Given records:
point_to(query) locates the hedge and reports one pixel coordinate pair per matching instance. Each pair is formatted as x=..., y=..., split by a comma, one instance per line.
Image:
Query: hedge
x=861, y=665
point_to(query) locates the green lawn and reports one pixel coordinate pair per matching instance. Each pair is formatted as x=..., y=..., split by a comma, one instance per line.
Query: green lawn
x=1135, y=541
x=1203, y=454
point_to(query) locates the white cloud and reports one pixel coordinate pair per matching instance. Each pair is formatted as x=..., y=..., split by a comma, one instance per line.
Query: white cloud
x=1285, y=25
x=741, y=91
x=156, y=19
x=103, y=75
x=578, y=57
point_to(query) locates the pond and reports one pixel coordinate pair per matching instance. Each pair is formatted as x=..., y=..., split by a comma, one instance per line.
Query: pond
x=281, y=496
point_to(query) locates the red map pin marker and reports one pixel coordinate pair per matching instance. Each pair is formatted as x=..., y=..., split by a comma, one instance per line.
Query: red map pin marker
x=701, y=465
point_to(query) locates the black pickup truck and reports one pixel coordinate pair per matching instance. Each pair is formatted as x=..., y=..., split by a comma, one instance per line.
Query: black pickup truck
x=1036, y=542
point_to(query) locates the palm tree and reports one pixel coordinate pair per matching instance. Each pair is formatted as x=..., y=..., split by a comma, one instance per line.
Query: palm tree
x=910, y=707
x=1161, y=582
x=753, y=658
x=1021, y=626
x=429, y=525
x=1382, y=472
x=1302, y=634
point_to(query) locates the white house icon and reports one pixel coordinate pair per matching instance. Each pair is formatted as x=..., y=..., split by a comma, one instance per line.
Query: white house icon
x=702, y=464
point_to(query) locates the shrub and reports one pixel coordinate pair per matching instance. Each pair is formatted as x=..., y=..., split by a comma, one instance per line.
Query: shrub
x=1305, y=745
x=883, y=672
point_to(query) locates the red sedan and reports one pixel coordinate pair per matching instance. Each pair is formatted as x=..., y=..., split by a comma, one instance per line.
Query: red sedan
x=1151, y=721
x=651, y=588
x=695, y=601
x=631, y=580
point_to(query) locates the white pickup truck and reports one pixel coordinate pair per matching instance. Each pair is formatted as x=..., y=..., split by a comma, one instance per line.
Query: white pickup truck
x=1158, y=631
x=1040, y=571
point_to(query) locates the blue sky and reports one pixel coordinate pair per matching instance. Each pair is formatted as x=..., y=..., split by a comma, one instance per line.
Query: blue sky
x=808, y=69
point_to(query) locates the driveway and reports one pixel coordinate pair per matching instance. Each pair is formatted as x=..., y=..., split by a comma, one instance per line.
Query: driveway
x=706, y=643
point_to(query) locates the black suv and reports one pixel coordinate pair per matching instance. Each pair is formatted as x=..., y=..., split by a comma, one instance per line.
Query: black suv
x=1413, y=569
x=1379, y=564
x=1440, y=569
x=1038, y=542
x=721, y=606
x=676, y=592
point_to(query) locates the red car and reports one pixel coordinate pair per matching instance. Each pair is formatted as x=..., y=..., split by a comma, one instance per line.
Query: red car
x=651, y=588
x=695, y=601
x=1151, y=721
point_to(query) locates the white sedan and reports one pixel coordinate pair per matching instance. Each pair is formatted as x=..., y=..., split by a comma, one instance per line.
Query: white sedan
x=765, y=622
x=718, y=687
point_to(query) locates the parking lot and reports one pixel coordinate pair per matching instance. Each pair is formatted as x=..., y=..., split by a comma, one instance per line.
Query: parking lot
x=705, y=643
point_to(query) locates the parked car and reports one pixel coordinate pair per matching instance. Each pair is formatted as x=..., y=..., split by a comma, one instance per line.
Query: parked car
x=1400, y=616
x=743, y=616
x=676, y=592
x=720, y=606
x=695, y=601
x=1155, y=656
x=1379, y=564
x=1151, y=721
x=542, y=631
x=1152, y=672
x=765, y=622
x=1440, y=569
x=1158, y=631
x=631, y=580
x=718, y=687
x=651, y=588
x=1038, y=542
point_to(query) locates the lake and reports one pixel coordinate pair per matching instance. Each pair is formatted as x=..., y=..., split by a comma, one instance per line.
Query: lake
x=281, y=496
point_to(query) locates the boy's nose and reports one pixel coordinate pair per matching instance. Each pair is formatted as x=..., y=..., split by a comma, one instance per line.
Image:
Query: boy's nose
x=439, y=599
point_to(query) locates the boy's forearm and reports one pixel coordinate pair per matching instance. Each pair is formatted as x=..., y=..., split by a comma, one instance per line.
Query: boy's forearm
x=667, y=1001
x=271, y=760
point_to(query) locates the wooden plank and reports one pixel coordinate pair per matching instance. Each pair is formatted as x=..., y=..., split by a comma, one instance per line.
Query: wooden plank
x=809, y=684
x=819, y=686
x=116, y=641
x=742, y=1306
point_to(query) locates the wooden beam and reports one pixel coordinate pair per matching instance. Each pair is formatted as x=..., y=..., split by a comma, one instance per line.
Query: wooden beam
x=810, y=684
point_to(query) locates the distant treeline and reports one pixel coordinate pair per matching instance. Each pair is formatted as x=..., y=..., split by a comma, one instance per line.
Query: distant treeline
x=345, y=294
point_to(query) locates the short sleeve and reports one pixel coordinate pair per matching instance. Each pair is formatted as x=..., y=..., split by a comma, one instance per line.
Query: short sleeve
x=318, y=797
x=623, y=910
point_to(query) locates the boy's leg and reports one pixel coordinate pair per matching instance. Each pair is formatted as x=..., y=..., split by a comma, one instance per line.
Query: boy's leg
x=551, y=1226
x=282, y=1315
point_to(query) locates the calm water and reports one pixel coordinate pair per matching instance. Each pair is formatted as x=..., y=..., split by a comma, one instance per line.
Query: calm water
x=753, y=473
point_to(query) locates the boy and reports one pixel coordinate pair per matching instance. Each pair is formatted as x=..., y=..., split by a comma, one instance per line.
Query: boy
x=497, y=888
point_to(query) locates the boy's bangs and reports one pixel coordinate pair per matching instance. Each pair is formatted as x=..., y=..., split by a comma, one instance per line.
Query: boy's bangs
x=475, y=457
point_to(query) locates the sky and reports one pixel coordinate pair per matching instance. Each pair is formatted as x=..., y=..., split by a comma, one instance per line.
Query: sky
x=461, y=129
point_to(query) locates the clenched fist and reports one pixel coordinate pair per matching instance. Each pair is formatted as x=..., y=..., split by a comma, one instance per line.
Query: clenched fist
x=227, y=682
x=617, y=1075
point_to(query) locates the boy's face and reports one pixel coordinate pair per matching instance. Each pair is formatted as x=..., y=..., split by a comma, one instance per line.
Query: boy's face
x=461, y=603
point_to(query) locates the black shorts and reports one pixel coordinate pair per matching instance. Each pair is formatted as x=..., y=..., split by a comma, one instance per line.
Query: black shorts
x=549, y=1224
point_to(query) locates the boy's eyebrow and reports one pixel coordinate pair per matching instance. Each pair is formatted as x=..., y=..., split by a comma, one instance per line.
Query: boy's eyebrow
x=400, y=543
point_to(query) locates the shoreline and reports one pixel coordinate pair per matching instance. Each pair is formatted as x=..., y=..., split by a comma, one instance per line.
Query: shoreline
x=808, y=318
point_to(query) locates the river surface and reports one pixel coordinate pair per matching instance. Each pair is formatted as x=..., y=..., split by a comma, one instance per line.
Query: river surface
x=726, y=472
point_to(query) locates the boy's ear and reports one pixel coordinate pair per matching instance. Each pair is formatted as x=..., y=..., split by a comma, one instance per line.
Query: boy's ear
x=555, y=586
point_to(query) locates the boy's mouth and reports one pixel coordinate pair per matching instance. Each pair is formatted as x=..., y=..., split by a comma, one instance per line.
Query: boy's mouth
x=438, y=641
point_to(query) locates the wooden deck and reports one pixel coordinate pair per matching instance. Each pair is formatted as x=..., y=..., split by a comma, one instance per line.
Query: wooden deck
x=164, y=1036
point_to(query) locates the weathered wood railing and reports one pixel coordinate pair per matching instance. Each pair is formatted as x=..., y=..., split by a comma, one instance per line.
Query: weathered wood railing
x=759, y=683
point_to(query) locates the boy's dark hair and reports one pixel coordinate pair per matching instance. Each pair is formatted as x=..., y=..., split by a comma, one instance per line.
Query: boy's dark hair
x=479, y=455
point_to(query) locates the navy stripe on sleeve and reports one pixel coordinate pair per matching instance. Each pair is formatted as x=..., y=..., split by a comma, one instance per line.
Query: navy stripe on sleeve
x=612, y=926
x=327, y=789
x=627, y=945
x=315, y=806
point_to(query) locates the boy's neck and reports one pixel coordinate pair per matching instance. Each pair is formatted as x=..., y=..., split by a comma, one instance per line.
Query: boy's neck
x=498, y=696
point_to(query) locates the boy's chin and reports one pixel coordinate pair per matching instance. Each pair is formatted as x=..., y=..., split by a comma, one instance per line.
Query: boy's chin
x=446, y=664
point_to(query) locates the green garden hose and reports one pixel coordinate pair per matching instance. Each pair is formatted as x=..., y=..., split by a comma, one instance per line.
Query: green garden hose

What is needed:
Bring together each line above where the string "garden" turns up.

Reply:
point_to(query) locates the green garden hose and reports one pixel coordinate pair per matching instance. Each pair is formatted as x=..., y=..., split by a comma, one instance per line.
Query: green garden hose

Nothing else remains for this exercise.